──────── RECORD EXCERPTS ────────
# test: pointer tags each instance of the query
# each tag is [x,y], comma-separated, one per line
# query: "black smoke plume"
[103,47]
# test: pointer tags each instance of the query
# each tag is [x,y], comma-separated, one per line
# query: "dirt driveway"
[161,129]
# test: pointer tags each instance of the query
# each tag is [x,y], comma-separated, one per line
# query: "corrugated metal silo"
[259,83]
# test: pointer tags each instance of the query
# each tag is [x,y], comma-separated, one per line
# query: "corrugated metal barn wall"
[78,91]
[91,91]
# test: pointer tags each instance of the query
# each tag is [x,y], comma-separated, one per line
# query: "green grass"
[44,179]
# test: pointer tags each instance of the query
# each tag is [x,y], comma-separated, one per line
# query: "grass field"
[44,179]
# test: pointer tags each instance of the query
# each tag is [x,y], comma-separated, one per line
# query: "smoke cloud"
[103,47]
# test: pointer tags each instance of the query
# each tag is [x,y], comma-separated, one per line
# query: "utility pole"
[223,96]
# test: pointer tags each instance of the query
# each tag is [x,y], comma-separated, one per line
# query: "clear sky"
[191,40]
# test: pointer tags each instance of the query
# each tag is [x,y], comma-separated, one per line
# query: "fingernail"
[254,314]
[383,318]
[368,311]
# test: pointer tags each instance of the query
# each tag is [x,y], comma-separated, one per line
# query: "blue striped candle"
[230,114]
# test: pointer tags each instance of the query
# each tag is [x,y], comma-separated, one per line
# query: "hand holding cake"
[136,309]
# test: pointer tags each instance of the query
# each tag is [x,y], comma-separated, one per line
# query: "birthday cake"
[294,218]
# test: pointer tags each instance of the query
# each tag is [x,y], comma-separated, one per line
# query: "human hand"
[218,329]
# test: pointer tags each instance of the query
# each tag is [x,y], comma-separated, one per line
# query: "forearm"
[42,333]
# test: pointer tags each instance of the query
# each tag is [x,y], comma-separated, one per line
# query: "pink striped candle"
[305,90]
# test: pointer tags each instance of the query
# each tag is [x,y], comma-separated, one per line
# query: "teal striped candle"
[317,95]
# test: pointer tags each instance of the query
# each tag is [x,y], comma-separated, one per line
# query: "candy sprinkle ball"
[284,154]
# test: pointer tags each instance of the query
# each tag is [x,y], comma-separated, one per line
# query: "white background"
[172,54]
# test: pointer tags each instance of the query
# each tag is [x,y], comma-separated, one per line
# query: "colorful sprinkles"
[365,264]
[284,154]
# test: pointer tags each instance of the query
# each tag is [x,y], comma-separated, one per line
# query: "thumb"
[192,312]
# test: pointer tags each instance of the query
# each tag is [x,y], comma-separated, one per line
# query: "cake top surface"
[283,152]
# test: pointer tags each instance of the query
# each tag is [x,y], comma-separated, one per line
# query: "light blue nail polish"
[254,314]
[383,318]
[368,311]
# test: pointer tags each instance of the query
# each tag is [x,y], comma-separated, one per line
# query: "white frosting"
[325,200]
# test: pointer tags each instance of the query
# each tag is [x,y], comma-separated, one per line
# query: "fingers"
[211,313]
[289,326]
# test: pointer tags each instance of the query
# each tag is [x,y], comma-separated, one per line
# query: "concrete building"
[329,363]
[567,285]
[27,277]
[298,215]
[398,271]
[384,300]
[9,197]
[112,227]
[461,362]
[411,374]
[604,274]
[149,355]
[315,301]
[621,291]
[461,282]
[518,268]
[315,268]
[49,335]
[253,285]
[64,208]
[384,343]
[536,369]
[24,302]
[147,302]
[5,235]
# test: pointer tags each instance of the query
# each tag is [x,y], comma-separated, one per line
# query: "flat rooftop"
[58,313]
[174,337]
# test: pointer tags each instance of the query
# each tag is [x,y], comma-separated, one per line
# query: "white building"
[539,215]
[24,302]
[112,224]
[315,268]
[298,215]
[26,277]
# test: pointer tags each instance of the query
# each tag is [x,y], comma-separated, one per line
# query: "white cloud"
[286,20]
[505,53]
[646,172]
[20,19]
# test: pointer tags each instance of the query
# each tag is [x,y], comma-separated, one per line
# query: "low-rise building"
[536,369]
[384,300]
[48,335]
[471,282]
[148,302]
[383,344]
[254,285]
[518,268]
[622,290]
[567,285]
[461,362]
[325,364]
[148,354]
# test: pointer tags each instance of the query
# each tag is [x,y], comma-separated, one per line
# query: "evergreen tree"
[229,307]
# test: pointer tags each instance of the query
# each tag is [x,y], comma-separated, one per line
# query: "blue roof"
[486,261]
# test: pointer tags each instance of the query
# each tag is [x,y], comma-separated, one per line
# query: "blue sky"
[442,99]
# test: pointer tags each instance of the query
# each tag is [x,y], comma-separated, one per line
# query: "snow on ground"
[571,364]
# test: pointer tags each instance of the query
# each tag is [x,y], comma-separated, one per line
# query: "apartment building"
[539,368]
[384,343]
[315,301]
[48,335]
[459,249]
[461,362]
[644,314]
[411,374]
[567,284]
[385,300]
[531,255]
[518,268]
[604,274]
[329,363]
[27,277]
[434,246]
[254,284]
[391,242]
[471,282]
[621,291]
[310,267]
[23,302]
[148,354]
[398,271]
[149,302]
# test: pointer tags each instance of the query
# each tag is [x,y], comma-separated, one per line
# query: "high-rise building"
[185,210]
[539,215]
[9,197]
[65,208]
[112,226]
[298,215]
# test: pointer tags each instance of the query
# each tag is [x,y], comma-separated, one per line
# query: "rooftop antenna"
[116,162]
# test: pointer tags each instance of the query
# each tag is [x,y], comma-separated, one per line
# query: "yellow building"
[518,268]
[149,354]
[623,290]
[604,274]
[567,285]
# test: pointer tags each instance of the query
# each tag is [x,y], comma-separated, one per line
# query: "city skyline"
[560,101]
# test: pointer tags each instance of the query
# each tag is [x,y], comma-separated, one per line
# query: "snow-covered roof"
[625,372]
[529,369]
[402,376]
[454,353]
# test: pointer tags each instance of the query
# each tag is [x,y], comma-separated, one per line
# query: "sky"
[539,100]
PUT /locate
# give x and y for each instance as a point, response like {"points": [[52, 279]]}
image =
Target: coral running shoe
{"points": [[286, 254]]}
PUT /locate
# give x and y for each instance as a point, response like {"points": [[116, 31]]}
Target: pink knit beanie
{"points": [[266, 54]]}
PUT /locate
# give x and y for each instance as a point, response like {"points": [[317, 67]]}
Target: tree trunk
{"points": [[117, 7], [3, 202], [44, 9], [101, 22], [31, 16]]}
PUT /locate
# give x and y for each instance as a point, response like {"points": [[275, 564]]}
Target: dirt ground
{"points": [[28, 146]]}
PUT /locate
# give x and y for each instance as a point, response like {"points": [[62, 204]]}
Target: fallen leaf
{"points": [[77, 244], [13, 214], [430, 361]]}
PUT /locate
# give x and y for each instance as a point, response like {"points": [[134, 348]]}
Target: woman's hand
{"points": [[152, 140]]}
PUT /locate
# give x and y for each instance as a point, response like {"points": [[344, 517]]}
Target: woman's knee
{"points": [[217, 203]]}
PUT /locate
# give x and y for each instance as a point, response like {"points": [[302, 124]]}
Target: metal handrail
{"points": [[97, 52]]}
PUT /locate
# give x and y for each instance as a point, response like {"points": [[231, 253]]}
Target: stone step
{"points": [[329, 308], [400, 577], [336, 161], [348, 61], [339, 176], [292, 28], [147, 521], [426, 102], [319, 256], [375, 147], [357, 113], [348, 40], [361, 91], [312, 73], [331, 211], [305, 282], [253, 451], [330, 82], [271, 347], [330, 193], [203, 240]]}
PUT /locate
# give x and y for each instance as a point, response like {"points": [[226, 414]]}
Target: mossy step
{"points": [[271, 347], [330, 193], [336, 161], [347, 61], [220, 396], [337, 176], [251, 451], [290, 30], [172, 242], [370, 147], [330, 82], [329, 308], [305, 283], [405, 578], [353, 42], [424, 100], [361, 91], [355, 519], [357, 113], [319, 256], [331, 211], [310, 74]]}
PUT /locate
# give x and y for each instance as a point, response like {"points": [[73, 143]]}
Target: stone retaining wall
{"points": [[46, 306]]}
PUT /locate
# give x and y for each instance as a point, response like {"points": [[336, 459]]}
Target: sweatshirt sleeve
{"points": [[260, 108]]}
────────
**PROBLEM DESCRIPTION:**
Copy each line of the data above that holds "give".

**SOLUTION FOR THIS PROBLEM:**
# give x and y for each instance as a point, response like {"points": [[52, 279]]}
# give x and y for each instance as a point, response like {"points": [[116, 31]]}
# give x and y for each instance as a point, response like {"points": [[317, 67]]}
# give x and y for each instance as a point, response like {"points": [[275, 564]]}
# give x and y for each instance as a point, response like {"points": [[62, 204]]}
# give x and y for each instance as a point, response like {"points": [[134, 348]]}
# give x and y for each instance as a point, response like {"points": [[344, 517]]}
# give x and y for each instance as a point, response like {"points": [[302, 124]]}
# give x and y for each instance as a point, response like {"points": [[231, 253]]}
# give x and y for each instance as a point, response like {"points": [[226, 414]]}
# give x and y for each instance as a point, response like {"points": [[73, 143]]}
# give x and y for each instance as a point, response like {"points": [[336, 459]]}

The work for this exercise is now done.